### EXERCISE OBJECTIVE
Pull each line with the string "finial" from the entries.

### SUPPLIED RECORDS
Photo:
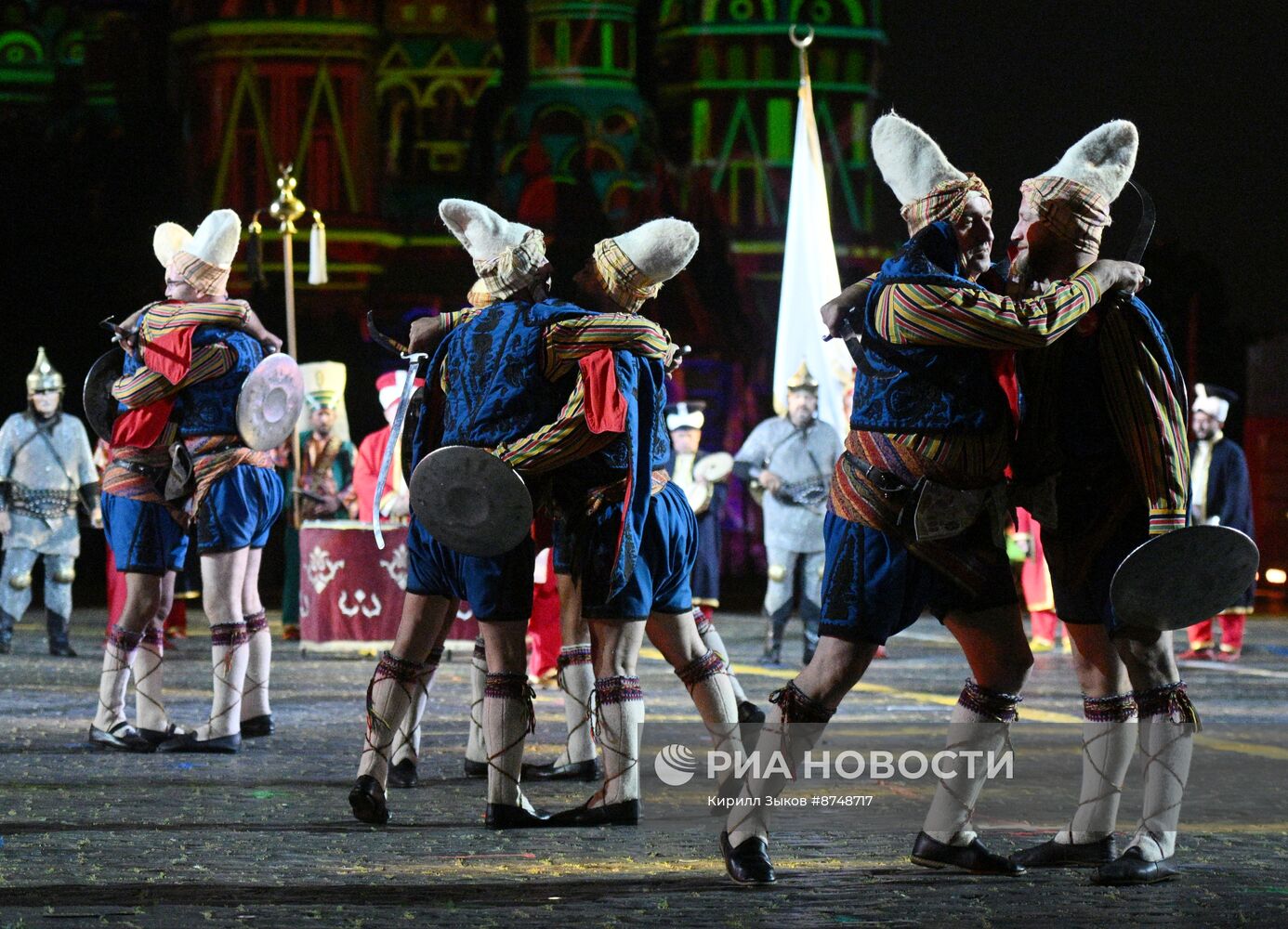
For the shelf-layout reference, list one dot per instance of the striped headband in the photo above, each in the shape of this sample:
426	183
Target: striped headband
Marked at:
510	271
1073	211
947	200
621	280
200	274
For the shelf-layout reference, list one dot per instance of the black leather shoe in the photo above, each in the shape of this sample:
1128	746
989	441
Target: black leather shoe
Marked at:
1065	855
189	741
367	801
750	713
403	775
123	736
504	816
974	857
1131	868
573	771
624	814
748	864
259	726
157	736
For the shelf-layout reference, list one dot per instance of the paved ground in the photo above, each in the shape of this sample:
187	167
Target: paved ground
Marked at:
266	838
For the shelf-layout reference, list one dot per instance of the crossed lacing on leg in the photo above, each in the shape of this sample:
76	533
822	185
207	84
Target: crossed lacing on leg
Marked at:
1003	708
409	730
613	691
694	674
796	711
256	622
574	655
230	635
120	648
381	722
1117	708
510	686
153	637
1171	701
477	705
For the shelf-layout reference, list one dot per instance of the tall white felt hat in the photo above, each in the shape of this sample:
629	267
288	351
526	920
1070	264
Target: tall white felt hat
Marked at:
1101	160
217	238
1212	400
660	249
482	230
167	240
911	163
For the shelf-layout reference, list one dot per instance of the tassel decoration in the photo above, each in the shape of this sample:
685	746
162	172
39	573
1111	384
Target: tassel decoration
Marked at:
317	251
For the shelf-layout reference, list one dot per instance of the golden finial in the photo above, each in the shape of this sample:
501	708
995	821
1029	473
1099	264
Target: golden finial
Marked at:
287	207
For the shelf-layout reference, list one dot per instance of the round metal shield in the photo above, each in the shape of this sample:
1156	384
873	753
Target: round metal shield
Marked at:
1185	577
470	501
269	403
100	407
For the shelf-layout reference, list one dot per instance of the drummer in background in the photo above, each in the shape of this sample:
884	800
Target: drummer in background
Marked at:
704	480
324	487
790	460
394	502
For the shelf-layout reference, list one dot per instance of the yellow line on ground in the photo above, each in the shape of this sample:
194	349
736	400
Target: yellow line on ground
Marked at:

### RESULT OF THIS EXERCISE
For the shelf-layout reference, list one dot per instance of the golden finial in the photo above, each in the shape of this sample:
Target: golden finial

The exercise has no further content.